++++ Trecho do documento ++++

Presidente afirma que política econômica separou "equivocadamente" o econômico do social e "divorciou responsabilidade e justiça"

DO ENVIADO ESPECIAL A MONTERREY

O presidente Luiz Inácio Lula da Silva fez ontem talvez a sua mais dura crítica ao modelo de desenvolvimento econômico adotado pelo Brasil até 2002, qualificando-o de "modelo perverso que separou equivocadamente o econômico do social, opôs estabilidade a crescimento e divorciou responsabilidade e justiça".
Como corolário natural, o presidente Lula disparou: "Chegou a hora de resgatar e afirmar de uma vez por todas a primazia do interesse coletivo e da coisa pública nas Américas".
Engatou: "A estabilidade econômica foi pensada de costas para a justiça social. Ficamos sem as duas".
Mas o discurso não combina com o fato de que o presidente, cuja política econômica é essencialmente a mesma que vigorou até 2002, acredita estar assentando "os alicerces para o país crescer com justiça social".
Emendou com uma longa lista do que considera realizações sociais de seu governo, começando com: "Desencadeamos a luta contra a fome. Os famintos não podem esperar".
O discurso foi feito na sessão de trabalho da Cúpula Extraordinária das Américas, em Monterrey, no México, na qual se debateu o desenvolvimento social.
O presidente começou por assinalar que "uma exclusão (social) secular ganhou maior dimensão na década passada".
Citou, em seguida, todos os dados que demonstram um quadro de desespero social na América Latina, entre eles o fato de que o número de pessoas em condições de extrema pobreza saltou de 48 milhões para 57 milhões em dez anos. Foi aí que encaixou a crítica o "modelo perverso".

Balanços e FMI
A partir daí, o líder de esquerda deu lugar ao governante, que repete, uma e outra vez, como o fez ontem de novo, que está hoje mais otimista que há um ano (quando tomou posse).

++++ Registros fornecidos ++++

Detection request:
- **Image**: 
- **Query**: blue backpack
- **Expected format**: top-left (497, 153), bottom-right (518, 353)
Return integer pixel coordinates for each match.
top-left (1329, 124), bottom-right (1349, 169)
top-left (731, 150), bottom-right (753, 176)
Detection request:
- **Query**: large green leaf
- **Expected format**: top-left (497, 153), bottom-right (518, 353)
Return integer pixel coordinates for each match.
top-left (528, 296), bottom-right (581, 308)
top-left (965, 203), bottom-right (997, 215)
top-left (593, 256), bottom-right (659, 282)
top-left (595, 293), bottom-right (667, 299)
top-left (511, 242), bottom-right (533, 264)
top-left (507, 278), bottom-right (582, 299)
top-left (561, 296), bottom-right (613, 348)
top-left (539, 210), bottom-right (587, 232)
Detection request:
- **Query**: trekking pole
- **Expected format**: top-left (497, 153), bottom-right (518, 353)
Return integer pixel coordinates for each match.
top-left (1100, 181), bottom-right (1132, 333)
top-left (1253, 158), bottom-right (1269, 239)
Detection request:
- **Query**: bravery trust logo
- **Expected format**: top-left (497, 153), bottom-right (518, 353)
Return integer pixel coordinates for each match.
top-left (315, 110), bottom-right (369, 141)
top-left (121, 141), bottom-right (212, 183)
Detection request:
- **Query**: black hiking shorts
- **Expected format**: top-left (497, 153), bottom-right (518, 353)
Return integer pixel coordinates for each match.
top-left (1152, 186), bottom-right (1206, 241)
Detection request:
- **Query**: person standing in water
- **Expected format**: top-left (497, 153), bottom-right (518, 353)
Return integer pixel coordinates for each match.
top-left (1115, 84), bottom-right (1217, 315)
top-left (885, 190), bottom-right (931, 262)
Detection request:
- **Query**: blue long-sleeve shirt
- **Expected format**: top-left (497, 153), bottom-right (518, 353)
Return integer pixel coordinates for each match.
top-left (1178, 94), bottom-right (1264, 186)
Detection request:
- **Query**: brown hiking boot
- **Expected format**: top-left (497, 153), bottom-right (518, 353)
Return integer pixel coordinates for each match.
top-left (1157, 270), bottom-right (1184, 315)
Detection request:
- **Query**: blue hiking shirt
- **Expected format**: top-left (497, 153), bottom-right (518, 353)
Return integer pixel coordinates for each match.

++++

[Exercício proposto A]
Resuma em duas frases a matéria sobre o discurso de Lula em Monterrey.
[Exercício proposto B]
Transcreva sem alterações o segmento da matéria sobre o discurso de Lula em Monterrey que se inicia com as palavras que contêm "O discurso foi" e se encerra com "(quando tomou posse).".
[Exercício proposto C]
Com base na matéria sobre o discurso de Lula em Monterrey, responda às perguntas abaixo.
(i) Em que evento o discurso foi proferido?
(ii) Segundo os dados citados pelo presidente, o número de pessoas em condições de extrema pobreza na América Latina passou de quanto para quanto, e em quantos anos?
(iii) Com que frase o presidente iniciou a lista do que considera realizações sociais de seu governo?

[Resposta completa A]
Em discurso na Cúpula Extraordinária das Américas, em Monterrey, no México, o presidente Luiz Inácio Lula da Silva criticou duramente o modelo de desenvolvimento econômico adotado pelo Brasil até 2002 e o qualificou de "modelo perverso" que separou equivocadamente o econômico do social. O presidente citou dados sobre o aumento da extrema pobreza na América Latina e enumerou o que considera realizações sociais de seu governo, embora sua política econômica seja essencialmente a mesma que vigorou até 2002.

[Resposta completa B]
O discurso foi feito na sessão de trabalho da Cúpula Extraordinária das Américas, em Monterrey, no México, na qual se debateu o desenvolvimento social.
O presidente começou por assinalar que "uma exclusão (social) secular ganhou maior dimensão na década passada".
Citou, em seguida, todos os dados que demonstram um quadro de desespero social na América Latina, entre eles o fato de que o número de pessoas em condições de extrema pobreza saltou de 48 milhões para 57 milhões em dez anos. Foi aí que encaixou a crítica o "modelo perverso".

Balanços e FMI
A partir daí, o líder de esquerda deu lugar ao governante, que repete, uma e outra vez, como o fez ontem de novo, que está hoje mais otimista que há um ano (quando tomou posse).

[Resposta completa C]
(i) Na sessão de trabalho da Cúpula Extraordinária das Américas, em Monterrey, no México.
(ii) Passou de 48 milhões para 57 milhões, em dez anos.
(iii) "Desencadeamos a luta contra a fome. Os famintos não podem esperar".